Code for DRDS (PolarDB-X) Reader

{
    "type":"job",
    "version":"2.0",// The version number.
    "steps":[
        {
            "stepType":"drds",// The plug-in name.
            "parameter":{
                "datasource":"",// The name of the data source.
                "column":[// The names of the columns.
                    "id",
                    "name"
                ],
                "where":"",// The WHERE clause.
                "table":"",// The name of the table.
                "splitPk": ""// The shard key.
            },
            "name":"Reader",
            "category":"reader"
        },
        {
            "stepType":"stream",// The plug-in name.
            "parameter":{},
            "name":"Writer",
            "category":"writer"
        }
    ],
    "setting":{
        "errorLimit":{
            "record":"0"// The maximum number of dirty data records allowed.
        },
        "speed":{
            "throttle":true,// Specifies whether to enable throttling. The value false indicates that throttling is disabled, and the value true indicates that throttling is enabled. The mbps parameter takes effect only when the throttle parameter is set to true. 
            "concurrent":1,// The maximum number of parallel threads.
            "mbps":"12"// The maximum transmission rate. Unit: MB/s.

_Records shown_:
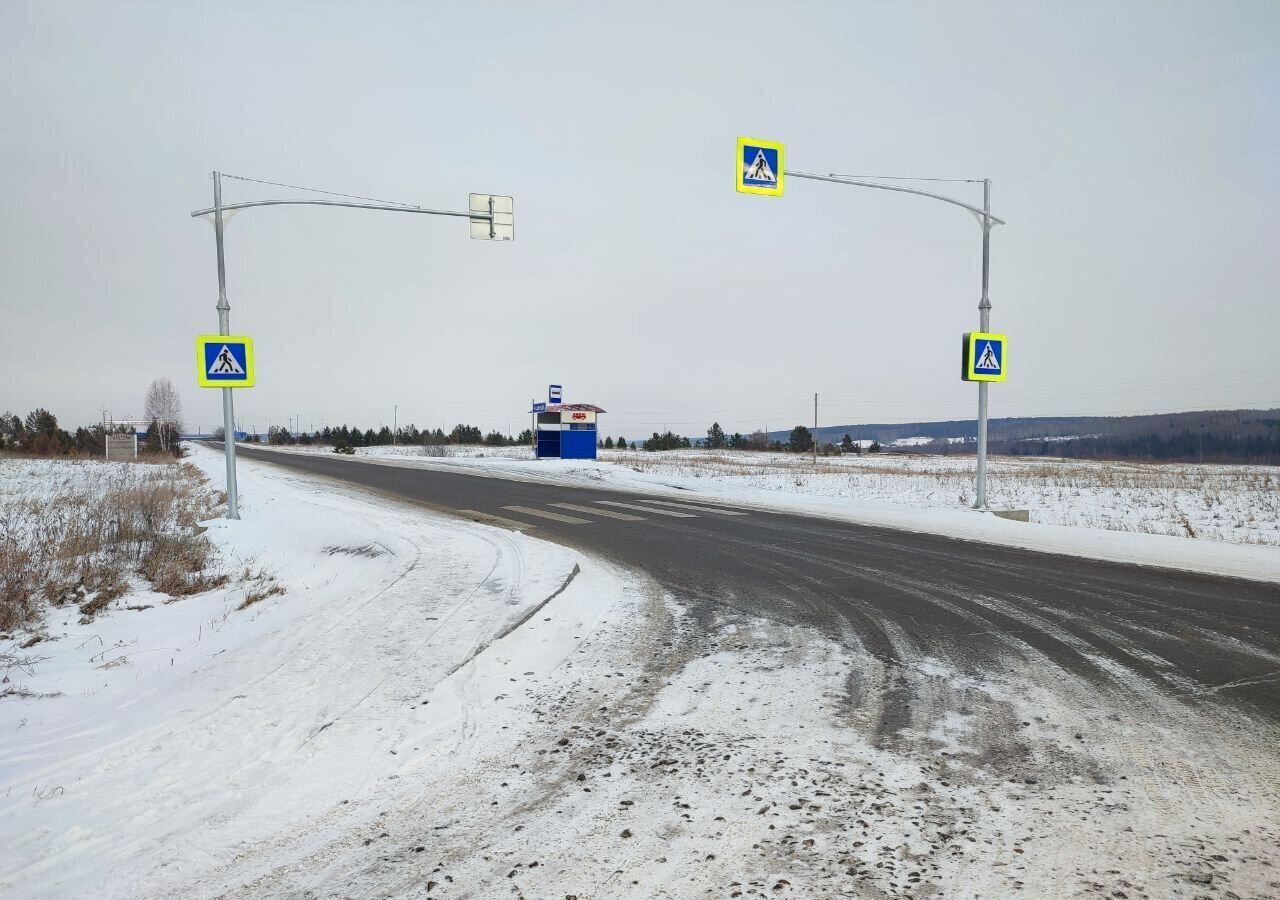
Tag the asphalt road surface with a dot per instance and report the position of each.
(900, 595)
---
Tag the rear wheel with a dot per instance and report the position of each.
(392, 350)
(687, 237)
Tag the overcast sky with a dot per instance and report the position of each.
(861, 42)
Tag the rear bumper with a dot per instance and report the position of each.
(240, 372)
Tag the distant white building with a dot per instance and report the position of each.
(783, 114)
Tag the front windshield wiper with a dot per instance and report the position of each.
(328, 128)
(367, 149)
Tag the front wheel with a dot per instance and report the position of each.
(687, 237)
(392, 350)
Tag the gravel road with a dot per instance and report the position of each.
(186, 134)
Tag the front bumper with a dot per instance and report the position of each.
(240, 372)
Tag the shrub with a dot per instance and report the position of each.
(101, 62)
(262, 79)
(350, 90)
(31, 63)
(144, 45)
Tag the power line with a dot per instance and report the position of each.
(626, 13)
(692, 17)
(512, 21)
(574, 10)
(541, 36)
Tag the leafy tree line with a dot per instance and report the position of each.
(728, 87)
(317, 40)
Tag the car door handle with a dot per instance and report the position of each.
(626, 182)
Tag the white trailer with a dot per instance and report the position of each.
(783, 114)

_Required task A_: Retype the stretch of the DRDS Reader code from "Code for DRDS" through "of the columns.".
_Required task B_: Translate this sentence from the DRDS Reader code into Spanish: "The mbps parameter takes effect only when the throttle parameter is set to true."

_Full response A_:
Code for DRDS (PolarDB-X) Reader

{
    "type":"job",
    "version":"2.0",// The version number.
    "steps":[
        {
            "stepType":"drds",// The plug-in name.
            "parameter":{
                "datasource":"",// The name of the data source.
                "column":[// The names of the columns.

_Full response B_: El parámetro mbps surte efecto solo cuando el parámetro throttle está establecido en true.